Extrait du document:
========

04.10.2021

Retraite, ou en sont nos partenaires ?

La retraite hors de nos frontières

Tous les pays occidentaux sont confrontés à l’épineuse question du vieillissement et du financement des pensions. Au moment où en France, les pouvoirs publics hésitent à reprendre la discussion du projet visant à instituer un système universel de retraite, il n’est pas inutile de faire un petit tour du monde des systèmes de retraites.

 

La retraite est dans la grande majorité des pays de l’OCDE le premier poste de dépenses de la protection sociale. Si pour des raisons historiques, sociologiques, culturelles, les systèmes diffèrent d’un pays à un autre, les points de ressemblance sont importants d’autant plus qu’une convergence est en marche. 

  Le financement des retraites diffère d’un pays à un autre

En 2017, les prestations publiques et privées couvrant le risque vieillesse représentaient 16,7 % du PIB en Italie, 13,9 % du PIB en France. L’Italie et la France sont les deux pays au sein de l’OCDE qui consacrent la part la plus importante de leur création de richesse à la retraite. Les États-Unis (12,4 %), le Japon (11,9 %), la Belgique (11,6 %) et l'Espagne (11,2 %), sont proches de la moyenne Plusieurs pays consacrent une part moins élevée de leur PIB aux dépenses de retraite. C'est le cas de l'Allemagne (11,0 %), du Royaume-Uni (10,8 %), de la Suède (10,3 %), du Canada (10,3 %) et des Pays-Bas (9,8 %).

========

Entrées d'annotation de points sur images

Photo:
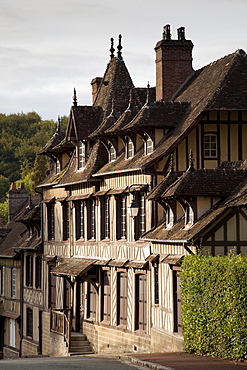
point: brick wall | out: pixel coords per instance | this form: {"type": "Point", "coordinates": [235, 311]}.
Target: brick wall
{"type": "Point", "coordinates": [173, 66]}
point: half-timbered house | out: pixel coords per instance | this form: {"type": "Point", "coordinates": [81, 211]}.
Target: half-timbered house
{"type": "Point", "coordinates": [139, 179]}
{"type": "Point", "coordinates": [20, 273]}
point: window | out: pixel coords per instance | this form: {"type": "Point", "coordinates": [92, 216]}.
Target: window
{"type": "Point", "coordinates": [58, 167]}
{"type": "Point", "coordinates": [189, 215]}
{"type": "Point", "coordinates": [79, 214]}
{"type": "Point", "coordinates": [105, 217]}
{"type": "Point", "coordinates": [129, 148]}
{"type": "Point", "coordinates": [81, 155]}
{"type": "Point", "coordinates": [91, 302]}
{"type": "Point", "coordinates": [141, 303]}
{"type": "Point", "coordinates": [112, 153]}
{"type": "Point", "coordinates": [156, 283]}
{"type": "Point", "coordinates": [12, 332]}
{"type": "Point", "coordinates": [210, 146]}
{"type": "Point", "coordinates": [177, 302]}
{"type": "Point", "coordinates": [38, 272]}
{"type": "Point", "coordinates": [50, 221]}
{"type": "Point", "coordinates": [140, 220]}
{"type": "Point", "coordinates": [29, 322]}
{"type": "Point", "coordinates": [2, 277]}
{"type": "Point", "coordinates": [121, 217]}
{"type": "Point", "coordinates": [148, 145]}
{"type": "Point", "coordinates": [13, 282]}
{"type": "Point", "coordinates": [91, 219]}
{"type": "Point", "coordinates": [52, 288]}
{"type": "Point", "coordinates": [29, 270]}
{"type": "Point", "coordinates": [169, 217]}
{"type": "Point", "coordinates": [122, 298]}
{"type": "Point", "coordinates": [106, 296]}
{"type": "Point", "coordinates": [66, 302]}
{"type": "Point", "coordinates": [66, 220]}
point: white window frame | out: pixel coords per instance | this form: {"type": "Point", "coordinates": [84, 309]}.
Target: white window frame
{"type": "Point", "coordinates": [123, 226]}
{"type": "Point", "coordinates": [169, 217]}
{"type": "Point", "coordinates": [112, 153]}
{"type": "Point", "coordinates": [81, 155]}
{"type": "Point", "coordinates": [58, 166]}
{"type": "Point", "coordinates": [2, 271]}
{"type": "Point", "coordinates": [13, 282]}
{"type": "Point", "coordinates": [149, 145]}
{"type": "Point", "coordinates": [12, 336]}
{"type": "Point", "coordinates": [129, 148]}
{"type": "Point", "coordinates": [210, 146]}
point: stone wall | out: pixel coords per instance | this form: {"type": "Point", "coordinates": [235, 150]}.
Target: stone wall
{"type": "Point", "coordinates": [58, 346]}
{"type": "Point", "coordinates": [164, 342]}
{"type": "Point", "coordinates": [111, 340]}
{"type": "Point", "coordinates": [29, 348]}
{"type": "Point", "coordinates": [10, 353]}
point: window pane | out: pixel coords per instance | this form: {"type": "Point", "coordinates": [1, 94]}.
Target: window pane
{"type": "Point", "coordinates": [210, 146]}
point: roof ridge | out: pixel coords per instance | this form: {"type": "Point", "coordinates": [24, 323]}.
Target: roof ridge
{"type": "Point", "coordinates": [238, 53]}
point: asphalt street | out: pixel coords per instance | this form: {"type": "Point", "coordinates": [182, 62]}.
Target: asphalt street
{"type": "Point", "coordinates": [62, 363]}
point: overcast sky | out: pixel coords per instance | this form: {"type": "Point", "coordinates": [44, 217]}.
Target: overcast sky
{"type": "Point", "coordinates": [49, 47]}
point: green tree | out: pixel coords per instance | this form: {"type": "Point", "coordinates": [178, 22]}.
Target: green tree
{"type": "Point", "coordinates": [4, 187]}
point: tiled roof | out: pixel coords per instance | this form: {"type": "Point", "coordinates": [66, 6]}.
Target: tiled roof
{"type": "Point", "coordinates": [18, 233]}
{"type": "Point", "coordinates": [178, 232]}
{"type": "Point", "coordinates": [116, 84]}
{"type": "Point", "coordinates": [158, 114]}
{"type": "Point", "coordinates": [52, 143]}
{"type": "Point", "coordinates": [98, 156]}
{"type": "Point", "coordinates": [205, 182]}
{"type": "Point", "coordinates": [208, 89]}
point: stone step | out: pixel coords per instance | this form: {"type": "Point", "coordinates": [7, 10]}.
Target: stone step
{"type": "Point", "coordinates": [78, 336]}
{"type": "Point", "coordinates": [79, 345]}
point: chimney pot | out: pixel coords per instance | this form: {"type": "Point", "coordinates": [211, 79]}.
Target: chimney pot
{"type": "Point", "coordinates": [167, 32]}
{"type": "Point", "coordinates": [181, 33]}
{"type": "Point", "coordinates": [173, 63]}
{"type": "Point", "coordinates": [95, 86]}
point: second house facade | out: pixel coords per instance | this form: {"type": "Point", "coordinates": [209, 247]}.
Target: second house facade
{"type": "Point", "coordinates": [139, 179]}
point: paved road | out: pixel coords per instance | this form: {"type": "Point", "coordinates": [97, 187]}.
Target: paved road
{"type": "Point", "coordinates": [68, 363]}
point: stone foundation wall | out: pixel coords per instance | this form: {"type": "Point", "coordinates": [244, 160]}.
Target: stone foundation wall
{"type": "Point", "coordinates": [29, 348]}
{"type": "Point", "coordinates": [10, 353]}
{"type": "Point", "coordinates": [109, 340]}
{"type": "Point", "coordinates": [164, 342]}
{"type": "Point", "coordinates": [58, 346]}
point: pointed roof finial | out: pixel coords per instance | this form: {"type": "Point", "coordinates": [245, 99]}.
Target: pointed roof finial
{"type": "Point", "coordinates": [58, 124]}
{"type": "Point", "coordinates": [112, 48]}
{"type": "Point", "coordinates": [74, 98]}
{"type": "Point", "coordinates": [113, 107]}
{"type": "Point", "coordinates": [148, 93]}
{"type": "Point", "coordinates": [172, 164]}
{"type": "Point", "coordinates": [119, 54]}
{"type": "Point", "coordinates": [191, 161]}
{"type": "Point", "coordinates": [130, 106]}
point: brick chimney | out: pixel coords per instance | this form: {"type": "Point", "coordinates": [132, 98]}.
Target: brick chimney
{"type": "Point", "coordinates": [16, 199]}
{"type": "Point", "coordinates": [173, 63]}
{"type": "Point", "coordinates": [95, 87]}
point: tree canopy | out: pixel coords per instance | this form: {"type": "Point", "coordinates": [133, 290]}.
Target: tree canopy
{"type": "Point", "coordinates": [22, 135]}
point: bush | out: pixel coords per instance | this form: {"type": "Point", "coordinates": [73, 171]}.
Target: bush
{"type": "Point", "coordinates": [214, 309]}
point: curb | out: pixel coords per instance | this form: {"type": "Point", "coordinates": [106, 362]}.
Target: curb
{"type": "Point", "coordinates": [150, 365]}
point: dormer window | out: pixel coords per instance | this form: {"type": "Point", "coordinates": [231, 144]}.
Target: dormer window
{"type": "Point", "coordinates": [189, 216]}
{"type": "Point", "coordinates": [210, 146]}
{"type": "Point", "coordinates": [148, 145]}
{"type": "Point", "coordinates": [169, 217]}
{"type": "Point", "coordinates": [112, 153]}
{"type": "Point", "coordinates": [81, 155]}
{"type": "Point", "coordinates": [129, 148]}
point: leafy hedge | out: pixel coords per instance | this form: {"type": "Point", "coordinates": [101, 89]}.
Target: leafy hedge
{"type": "Point", "coordinates": [214, 305]}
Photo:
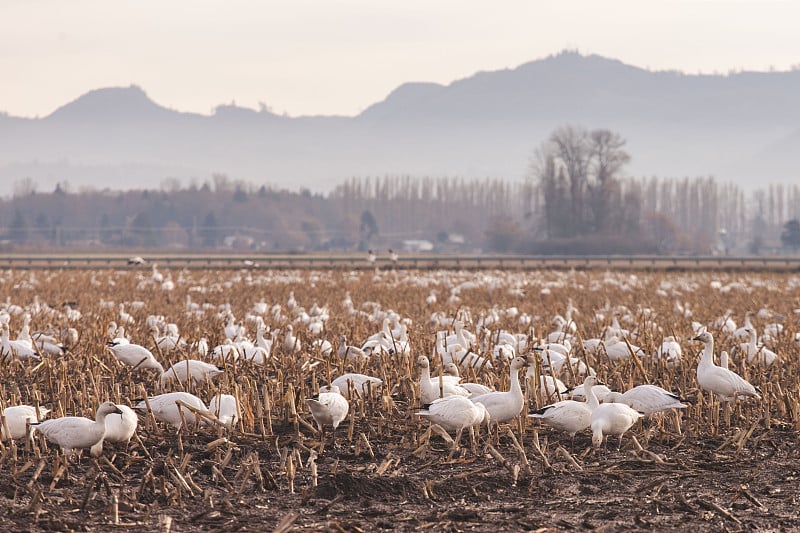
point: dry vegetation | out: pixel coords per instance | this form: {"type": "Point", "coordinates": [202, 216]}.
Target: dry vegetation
{"type": "Point", "coordinates": [384, 471]}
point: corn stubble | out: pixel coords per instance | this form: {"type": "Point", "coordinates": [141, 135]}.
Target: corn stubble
{"type": "Point", "coordinates": [274, 449]}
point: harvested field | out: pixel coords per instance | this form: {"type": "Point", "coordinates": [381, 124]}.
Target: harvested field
{"type": "Point", "coordinates": [704, 468]}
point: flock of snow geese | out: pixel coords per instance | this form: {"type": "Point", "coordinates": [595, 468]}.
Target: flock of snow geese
{"type": "Point", "coordinates": [500, 338]}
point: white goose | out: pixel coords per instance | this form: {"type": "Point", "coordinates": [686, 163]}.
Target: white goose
{"type": "Point", "coordinates": [328, 409]}
{"type": "Point", "coordinates": [17, 418]}
{"type": "Point", "coordinates": [119, 428]}
{"type": "Point", "coordinates": [14, 348]}
{"type": "Point", "coordinates": [569, 416]}
{"type": "Point", "coordinates": [77, 432]}
{"type": "Point", "coordinates": [348, 351]}
{"type": "Point", "coordinates": [648, 399]}
{"type": "Point", "coordinates": [475, 389]}
{"type": "Point", "coordinates": [757, 354]}
{"type": "Point", "coordinates": [166, 409]}
{"type": "Point", "coordinates": [361, 384]}
{"type": "Point", "coordinates": [226, 409]}
{"type": "Point", "coordinates": [135, 355]}
{"type": "Point", "coordinates": [193, 369]}
{"type": "Point", "coordinates": [455, 413]}
{"type": "Point", "coordinates": [441, 386]}
{"type": "Point", "coordinates": [610, 419]}
{"type": "Point", "coordinates": [725, 383]}
{"type": "Point", "coordinates": [505, 406]}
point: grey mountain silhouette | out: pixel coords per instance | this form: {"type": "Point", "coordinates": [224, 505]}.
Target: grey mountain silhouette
{"type": "Point", "coordinates": [741, 127]}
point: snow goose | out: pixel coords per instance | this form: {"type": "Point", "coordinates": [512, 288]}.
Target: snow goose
{"type": "Point", "coordinates": [348, 351]}
{"type": "Point", "coordinates": [135, 355]}
{"type": "Point", "coordinates": [355, 383]}
{"type": "Point", "coordinates": [48, 344]}
{"type": "Point", "coordinates": [475, 389]}
{"type": "Point", "coordinates": [757, 354]}
{"type": "Point", "coordinates": [291, 343]}
{"type": "Point", "coordinates": [195, 369]}
{"type": "Point", "coordinates": [226, 409]}
{"type": "Point", "coordinates": [119, 428]}
{"type": "Point", "coordinates": [166, 409]}
{"type": "Point", "coordinates": [328, 409]}
{"type": "Point", "coordinates": [77, 432]}
{"type": "Point", "coordinates": [441, 386]}
{"type": "Point", "coordinates": [601, 392]}
{"type": "Point", "coordinates": [505, 406]}
{"type": "Point", "coordinates": [649, 399]}
{"type": "Point", "coordinates": [610, 419]}
{"type": "Point", "coordinates": [16, 420]}
{"type": "Point", "coordinates": [725, 383]}
{"type": "Point", "coordinates": [569, 416]}
{"type": "Point", "coordinates": [742, 332]}
{"type": "Point", "coordinates": [455, 413]}
{"type": "Point", "coordinates": [18, 349]}
{"type": "Point", "coordinates": [670, 350]}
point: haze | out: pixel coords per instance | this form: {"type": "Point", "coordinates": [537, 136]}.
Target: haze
{"type": "Point", "coordinates": [338, 58]}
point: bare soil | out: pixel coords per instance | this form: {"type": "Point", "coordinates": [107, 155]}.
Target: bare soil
{"type": "Point", "coordinates": [677, 483]}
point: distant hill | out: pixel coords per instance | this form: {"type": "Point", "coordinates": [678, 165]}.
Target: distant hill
{"type": "Point", "coordinates": [741, 127]}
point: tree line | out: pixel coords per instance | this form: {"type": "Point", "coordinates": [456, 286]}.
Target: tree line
{"type": "Point", "coordinates": [575, 199]}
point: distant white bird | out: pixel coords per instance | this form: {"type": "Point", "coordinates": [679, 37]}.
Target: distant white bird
{"type": "Point", "coordinates": [226, 409]}
{"type": "Point", "coordinates": [328, 409]}
{"type": "Point", "coordinates": [455, 413]}
{"type": "Point", "coordinates": [348, 351]}
{"type": "Point", "coordinates": [291, 343]}
{"type": "Point", "coordinates": [361, 384]}
{"type": "Point", "coordinates": [194, 369]}
{"type": "Point", "coordinates": [119, 428]}
{"type": "Point", "coordinates": [475, 389]}
{"type": "Point", "coordinates": [15, 348]}
{"type": "Point", "coordinates": [756, 354]}
{"type": "Point", "coordinates": [77, 432]}
{"type": "Point", "coordinates": [166, 409]}
{"type": "Point", "coordinates": [438, 387]}
{"type": "Point", "coordinates": [725, 383]}
{"type": "Point", "coordinates": [135, 355]}
{"type": "Point", "coordinates": [17, 418]}
{"type": "Point", "coordinates": [505, 406]}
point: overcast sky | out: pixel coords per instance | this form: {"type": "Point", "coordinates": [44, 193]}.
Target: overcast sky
{"type": "Point", "coordinates": [306, 57]}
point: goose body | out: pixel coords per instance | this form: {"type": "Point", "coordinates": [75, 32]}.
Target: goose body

========

Consigne A: Recopiez le passage du texte sur les retraites compris entre « En 2017, les » et « Pays-Bas (9,8 %). », ces deux extraits inclus.
Consigne B: Poursuivez le texte sur les retraites à la suite de sa dernière phrase.

Bonne réponse A:
En 2017, les prestations publiques et privées couvrant le risque vieillesse représentaient 16,7 % du PIB en Italie, 13,9 % du PIB en France. L’Italie et la France sont les deux pays au sein de l’OCDE qui consacrent la part la plus importante de leur création de richesse à la retraite. Les États-Unis (12,4 %), le Japon (11,9 %), la Belgique (11,6 %) et l'Espagne (11,2 %), sont proches de la moyenne Plusieurs pays consacrent une part moins élevée de leur PIB aux dépenses de retraite. C'est le cas de l'Allemagne (11,0 %), du Royaume-Uni (10,8 %), de la Suède (10,3 %), du Canada (10,3 %) et des Pays-Bas (9,8 %).

Bonne réponse B:
 

 

En matière de couverture retraite, trois groupes de pays peuvent être distingués

 

Le premier concerne des pays comme le Canada, les Pays-Bas et le Royaume-Uni où la protection sociale répond à une logique beveridgienne. L’effort contributif n’est pas pris en compte et la pension est forfaitaire à travers un critère de résidence (Pays-Bas) ou de durée d’assurance (Royaume-Uni) sans référence aux rémunérations professionnelles passées. Au Canada, s’ajoute néanmoins à la partie forfaitaire une partie calculée en fonction de la durée de cotisation et des rémunérations (effort contributif indirect), mais avec une assiette et des taux de liquidation peu élevés. Dans le modèle beveridgien, les taux de remplacement bruts offerts par le système public sont relativement bas. En contrepartie, afin d’assurer une continuité de niveau de vie entre vie active et période de retraite, les assurés doivent recourir à l’épargne privée. Ces pays se caractérisent par un vieillissement démographique relativement moins marqué que dans les autres pays étudiés, notamment parce que leur espérance de vie à 65 ans y est plus faible. En conséquence, la taille du système public y est relativement faible : la part des dépenses publiques de retraite dans le PIB avoisine les 5 % du PIB. Les fonds privés sont largement développés en représentant environ 50 % des dépenses totales de retraite. Comme la pension ne dépend pas des revenus antérieurs d’activité, le système public a tendance à être redistributif dans ces pays.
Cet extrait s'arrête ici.